• [TEXTAUSZUG]:
Konflikt im Wald: Warum es eine Mountainbike-Strategie braucht

Konflikt im Wald: Warum es eine Mountainbike-Strategie braucht
Der Radsport lässt im Tourismus die Kassen klingeln. Ohne einer Lenkung der Sportler wird es aber keinen Schulterschluss mit Waldbesitzern und der Jagd geben.

Der Konflikt ist so alt wie die Geschichte des Mountainbikesports in Österreich selbst. Als Ende der 1980er-Jahre die ersten Sportler auf Mountainbikes über Waldwege donnerten, kam es zu den ersten unliebsamen Begegnungen mit Waldbesitzern, Förstern und natürlich Jägern.

Das Forstgesetz von 1975 erlaubt es jeder Person, den Wald zu Erholungszwecken frei zu nutzen. Allerdings nur zu Fuß. Mit Ausnahme von ausgewiesenen und eigens beschilderten Strecken ist das Radfahren, also Mountain- oder neuerdings auch Gravelbiken (geländegängiges Rennrad) generell verboten. Die Verwaltungsübertretung kann mit Strafen von 150 bis 730 Euro teuer kommen.

Die neue Mountainbike-Strategie

Die türkis-grüne Regierung ist sich des riesigen Konfliktpotenzials in den heimischen Wäldern bewusst und plant deshalb eine österreichweite Mountainbike-Strategie, um die Rahmenbedingungen für Sportler zu verbessern. Ein ambitionierter Plan, wie auch Vizekanzler Werner Kogler (Grüne) weiß.

Denn die positiven Effekte des Mountainbike-Sports für Wirtschaft und Tourismus, „müssten mit den berechtigten Interessen der Grundstück- und Waldbesitzer und dem Naturschutz unter einen Hut gebracht werden“. Soll heißen: Es braucht mehr offiziell ausgewiesene Strecken und ein konkretes Regelwerk, um den Mountainbikesport zu kanalisieren.

• [AUFGABENSTELLUNG]:
Kopieren Sie aus dem Text über den Mountainbike-Konflikt im Wald den Abschnitt wortgetreu, beginnend bei „Die türkis-grüne Regierung“ und endend bei „Mountainbikesport zu kanalisieren.“.

• [AUFGEFÜHRTE ZEILEN]:
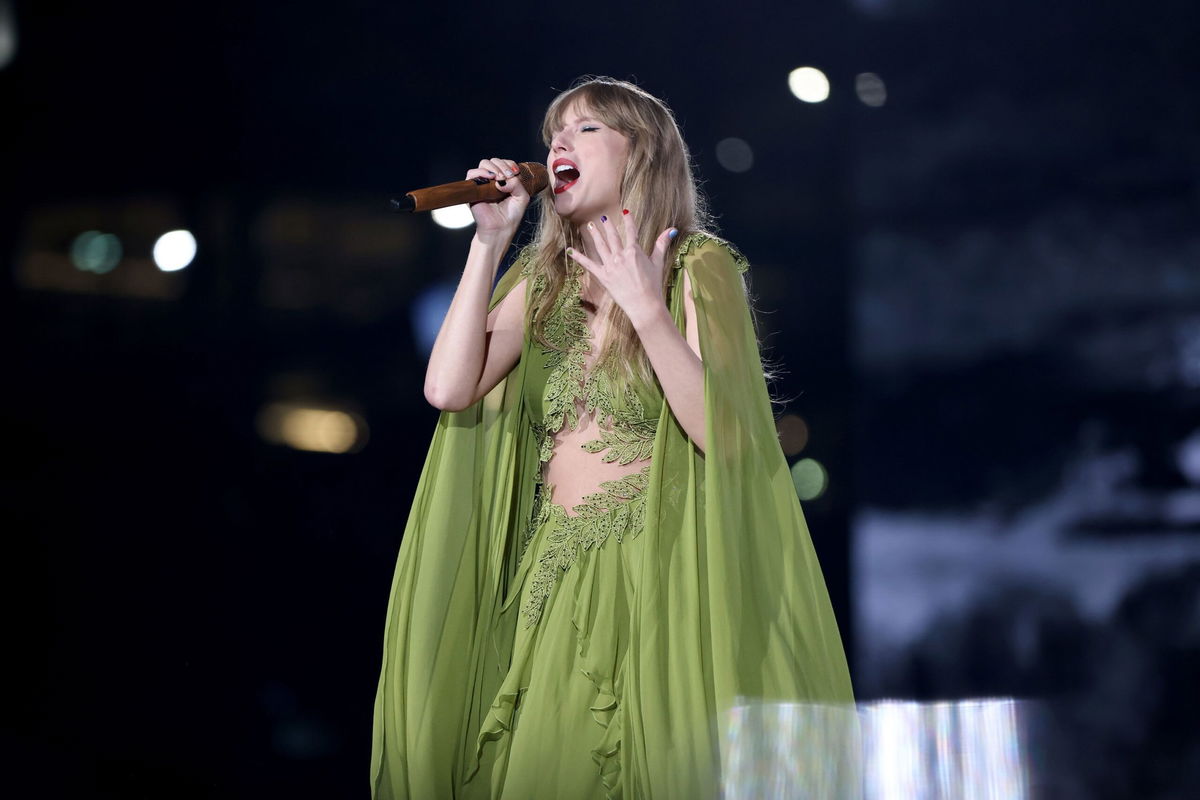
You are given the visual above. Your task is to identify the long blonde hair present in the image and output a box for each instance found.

---

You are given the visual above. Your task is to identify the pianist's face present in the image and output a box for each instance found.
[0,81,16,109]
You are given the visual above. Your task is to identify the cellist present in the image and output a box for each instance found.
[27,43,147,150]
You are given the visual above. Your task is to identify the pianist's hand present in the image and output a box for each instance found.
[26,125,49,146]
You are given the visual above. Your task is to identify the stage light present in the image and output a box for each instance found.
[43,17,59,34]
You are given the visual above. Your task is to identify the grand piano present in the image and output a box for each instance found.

• [LÖSUNG]:
Die türkis-grüne Regierung ist sich des riesigen Konfliktpotenzials in den heimischen Wäldern bewusst und plant deshalb eine österreichweite Mountainbike-Strategie, um die Rahmenbedingungen für Sportler zu verbessern. Ein ambitionierter Plan, wie auch Vizekanzler Werner Kogler (Grüne) weiß.

Denn die positiven Effekte des Mountainbike-Sports für Wirtschaft und Tourismus, „müssten mit den berechtigten Interessen der Grundstück- und Waldbesitzer und dem Naturschutz unter einen Hut gebracht werden“. Soll heißen: Es braucht mehr offiziell ausgewiesene Strecken und ein konkretes Regelwerk, um den Mountainbikesport zu kanalisieren.